Problems to work on:
[a] Answer each question about the text on foundations for inference in a few words, on its own line.
(i) What name does the text say is often given to the distribution of sample means?
(ii) Which publication produced the video the reader is asked to view?
(iii) What does the text say is almost always impossible?
[b] Write the next few paragraphs of the text on foundations for inference and the Central Limit Theorem, continuing from its final sentence.

Text excerpt:

^^^^^^^^

Topic 9: Foundations for Inference
This activity provides an introduction to the Central Limit Theorem. We’ll see the Central Limit Theorem in action through several simulations which construct the sampling distribution. We’ll have opportunities to change parameters of the population distribution and the size of the samples being drawn. The goal is to discover connections between population parameters, sample size, and the resulting sampling distribution.
Foundations for Inference
In this activity we’ll begin investigating the true power of statistics — using sample data to make accurate claims about a population, even when we don’t have access to the entire population. We start here by exploring the connection between a population distribution and the distribution of sample means, often called the sampling distribution. We’ll do this through a series of interactive code blocks which you will run and use to answer questions.
Exploring the Connection Between Population and Sampling Distributions
Start by viewing the following video from the New York Times.
The video claimed that the sampling distribution can help us answer questions about the population. This is really important because, as we mentioned in our first activity, a census is almost always impossible. Use the code blocks below to explore the connection between the population and the sampling distribution for various different populations.

^^^^^^^^

Data:

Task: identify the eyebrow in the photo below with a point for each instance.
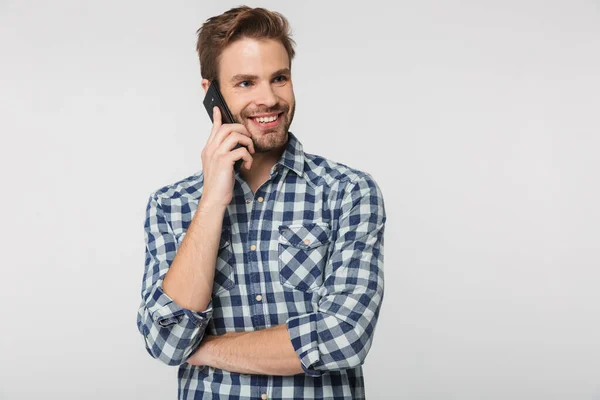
(247, 77)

^^^^^^^^

Task responses:
[a]
(i) The sampling distribution.
(ii) The New York Times.
(iii) A census.

[b]
The sampling distribution of the sample mean is a theoretical distribution consisting of the means of all possible samples of a fixed size (\(n\) elements) drawn from a population.
This will be our central object of study in this activity. Our goal will be to understand how the sampling distributon of the sample mean is connected to:
- the population distribution, and
- the sample size.
You’ll encounter several large code blocks in this activity. You do not need to understand all of the code in each block — focus on the pictures that result each time you run the code, instead. You are invited to change the first few lines of each block (the parameters), and you should do so! You are not expected to modify the remaining code though.
A Normally Distributed Population
Work with the following code block to explore the connection between the population distribution and sampling distribution when the population follows a normal distribution. Use your explorations to answer the questions that follow.
Try changing the following parameters one at a time and re-running the code — the mean, the standard deviation (sd), the sample size, and the number of samples (numSamps). What changes do you notice about the population distribution? What changes do you notice about the sampling distribution?
Pay particular attention to what happens to the shape and spread of the sampling distribution (the second plot) as you change the sample size. What do you notice?
Which of the following regarding the population and sampling distributions is true?
Try various different values for sample size. What is true about the mean of the sampling distribution?
Try various values of the mean, standard deviation, and sample size. What can be said about the sampling distribution?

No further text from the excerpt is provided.